Exercise directions: The line holding "the woman? named fields: left, top, right, bottom" and all lines that follow it to the end of the data: return these exactly, and nothing more.

Records contained in a dataset:

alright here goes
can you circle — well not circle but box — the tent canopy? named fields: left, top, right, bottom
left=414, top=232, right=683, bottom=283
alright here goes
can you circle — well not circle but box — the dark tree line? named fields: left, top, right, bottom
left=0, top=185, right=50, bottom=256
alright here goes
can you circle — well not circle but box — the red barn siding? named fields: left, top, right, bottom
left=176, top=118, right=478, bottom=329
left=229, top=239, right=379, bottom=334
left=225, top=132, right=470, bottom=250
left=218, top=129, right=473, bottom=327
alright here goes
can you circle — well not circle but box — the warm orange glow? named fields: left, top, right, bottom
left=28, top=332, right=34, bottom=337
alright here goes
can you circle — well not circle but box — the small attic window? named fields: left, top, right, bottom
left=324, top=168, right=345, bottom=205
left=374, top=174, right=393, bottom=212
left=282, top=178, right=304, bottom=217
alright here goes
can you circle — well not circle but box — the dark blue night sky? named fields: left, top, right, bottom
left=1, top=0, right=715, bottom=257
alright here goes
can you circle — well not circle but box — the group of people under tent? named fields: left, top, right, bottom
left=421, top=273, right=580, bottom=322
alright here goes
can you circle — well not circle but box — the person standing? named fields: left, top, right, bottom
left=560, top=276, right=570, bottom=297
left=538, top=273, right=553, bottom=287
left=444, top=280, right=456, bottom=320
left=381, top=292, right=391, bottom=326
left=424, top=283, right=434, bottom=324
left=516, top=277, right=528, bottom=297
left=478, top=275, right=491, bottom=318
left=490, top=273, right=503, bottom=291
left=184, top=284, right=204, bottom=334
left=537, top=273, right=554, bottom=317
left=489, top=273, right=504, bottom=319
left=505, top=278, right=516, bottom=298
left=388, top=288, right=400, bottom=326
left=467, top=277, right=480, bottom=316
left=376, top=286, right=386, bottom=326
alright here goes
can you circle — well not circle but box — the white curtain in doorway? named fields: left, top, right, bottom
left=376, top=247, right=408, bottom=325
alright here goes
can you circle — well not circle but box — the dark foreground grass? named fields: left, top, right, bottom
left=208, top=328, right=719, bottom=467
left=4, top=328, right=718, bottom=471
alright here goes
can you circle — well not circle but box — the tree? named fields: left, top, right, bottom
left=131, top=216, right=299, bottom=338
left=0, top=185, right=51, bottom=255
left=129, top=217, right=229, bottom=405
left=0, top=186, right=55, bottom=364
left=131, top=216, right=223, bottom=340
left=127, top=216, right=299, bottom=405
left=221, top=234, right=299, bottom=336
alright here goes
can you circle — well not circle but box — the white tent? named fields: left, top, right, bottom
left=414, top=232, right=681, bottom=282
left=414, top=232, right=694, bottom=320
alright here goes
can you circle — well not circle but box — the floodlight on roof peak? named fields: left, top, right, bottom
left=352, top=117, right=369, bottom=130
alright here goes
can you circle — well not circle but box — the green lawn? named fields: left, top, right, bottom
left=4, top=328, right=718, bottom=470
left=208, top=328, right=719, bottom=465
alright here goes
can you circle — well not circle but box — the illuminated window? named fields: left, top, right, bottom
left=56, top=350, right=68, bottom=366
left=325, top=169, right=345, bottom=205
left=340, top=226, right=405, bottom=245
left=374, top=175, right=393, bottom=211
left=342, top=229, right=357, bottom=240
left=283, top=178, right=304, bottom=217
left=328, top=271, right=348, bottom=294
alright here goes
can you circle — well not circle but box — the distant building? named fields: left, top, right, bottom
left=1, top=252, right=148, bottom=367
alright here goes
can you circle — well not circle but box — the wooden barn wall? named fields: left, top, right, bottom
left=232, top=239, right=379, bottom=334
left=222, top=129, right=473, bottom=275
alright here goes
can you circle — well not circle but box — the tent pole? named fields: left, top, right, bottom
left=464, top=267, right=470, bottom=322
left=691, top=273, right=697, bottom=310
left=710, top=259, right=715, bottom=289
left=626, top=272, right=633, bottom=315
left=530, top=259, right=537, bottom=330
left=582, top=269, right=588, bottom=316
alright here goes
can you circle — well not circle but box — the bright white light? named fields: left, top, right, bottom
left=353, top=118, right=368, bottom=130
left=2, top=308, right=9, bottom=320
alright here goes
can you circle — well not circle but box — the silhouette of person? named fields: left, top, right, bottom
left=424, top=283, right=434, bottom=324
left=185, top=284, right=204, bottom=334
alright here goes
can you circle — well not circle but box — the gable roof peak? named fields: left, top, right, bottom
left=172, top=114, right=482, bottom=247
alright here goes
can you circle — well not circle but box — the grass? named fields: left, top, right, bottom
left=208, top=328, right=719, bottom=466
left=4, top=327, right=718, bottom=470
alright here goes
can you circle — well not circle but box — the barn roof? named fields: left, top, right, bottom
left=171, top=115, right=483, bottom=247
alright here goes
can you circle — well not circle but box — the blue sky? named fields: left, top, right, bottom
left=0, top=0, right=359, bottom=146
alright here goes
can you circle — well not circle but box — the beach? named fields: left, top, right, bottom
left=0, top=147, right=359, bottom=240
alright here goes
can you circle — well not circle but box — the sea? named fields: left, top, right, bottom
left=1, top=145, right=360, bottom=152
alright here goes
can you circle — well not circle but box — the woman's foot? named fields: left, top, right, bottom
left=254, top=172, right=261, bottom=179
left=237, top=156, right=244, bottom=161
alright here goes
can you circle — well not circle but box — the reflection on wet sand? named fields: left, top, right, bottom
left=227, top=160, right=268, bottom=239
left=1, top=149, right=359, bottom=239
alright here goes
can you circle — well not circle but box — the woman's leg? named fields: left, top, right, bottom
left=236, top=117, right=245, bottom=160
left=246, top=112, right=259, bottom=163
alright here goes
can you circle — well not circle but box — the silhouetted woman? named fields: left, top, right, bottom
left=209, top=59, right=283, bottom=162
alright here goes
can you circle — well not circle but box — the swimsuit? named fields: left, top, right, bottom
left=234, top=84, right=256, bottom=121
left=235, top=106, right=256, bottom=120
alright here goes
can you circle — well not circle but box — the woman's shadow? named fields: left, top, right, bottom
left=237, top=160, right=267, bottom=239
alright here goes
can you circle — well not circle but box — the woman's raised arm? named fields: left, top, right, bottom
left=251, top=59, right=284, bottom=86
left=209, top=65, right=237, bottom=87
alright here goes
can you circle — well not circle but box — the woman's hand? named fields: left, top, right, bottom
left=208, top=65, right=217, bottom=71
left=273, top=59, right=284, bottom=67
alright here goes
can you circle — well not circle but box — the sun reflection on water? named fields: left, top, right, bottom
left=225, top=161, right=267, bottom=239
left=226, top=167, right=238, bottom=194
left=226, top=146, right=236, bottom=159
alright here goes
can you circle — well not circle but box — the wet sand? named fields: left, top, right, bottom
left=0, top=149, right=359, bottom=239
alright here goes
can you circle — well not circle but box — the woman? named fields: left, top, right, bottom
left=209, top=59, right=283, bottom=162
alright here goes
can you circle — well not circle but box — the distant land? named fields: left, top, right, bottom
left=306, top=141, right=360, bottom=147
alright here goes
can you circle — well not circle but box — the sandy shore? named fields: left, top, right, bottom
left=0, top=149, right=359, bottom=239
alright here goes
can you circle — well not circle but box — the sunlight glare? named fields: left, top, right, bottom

Completed exercise:
can you circle — well not circle but box — the woman? named fields: left, top, right, bottom
left=209, top=59, right=283, bottom=162
alright here goes
can you circle — well not circle but box — the distant land? named fields: left, top, right, bottom
left=306, top=141, right=360, bottom=147
alright here goes
can you circle — well not circle but box — the sandy shore? named fields: left, top, right, bottom
left=0, top=149, right=359, bottom=239
alright here goes
can you circle — well not circle but box — the sunlight glare? named fields: left, top, right, bottom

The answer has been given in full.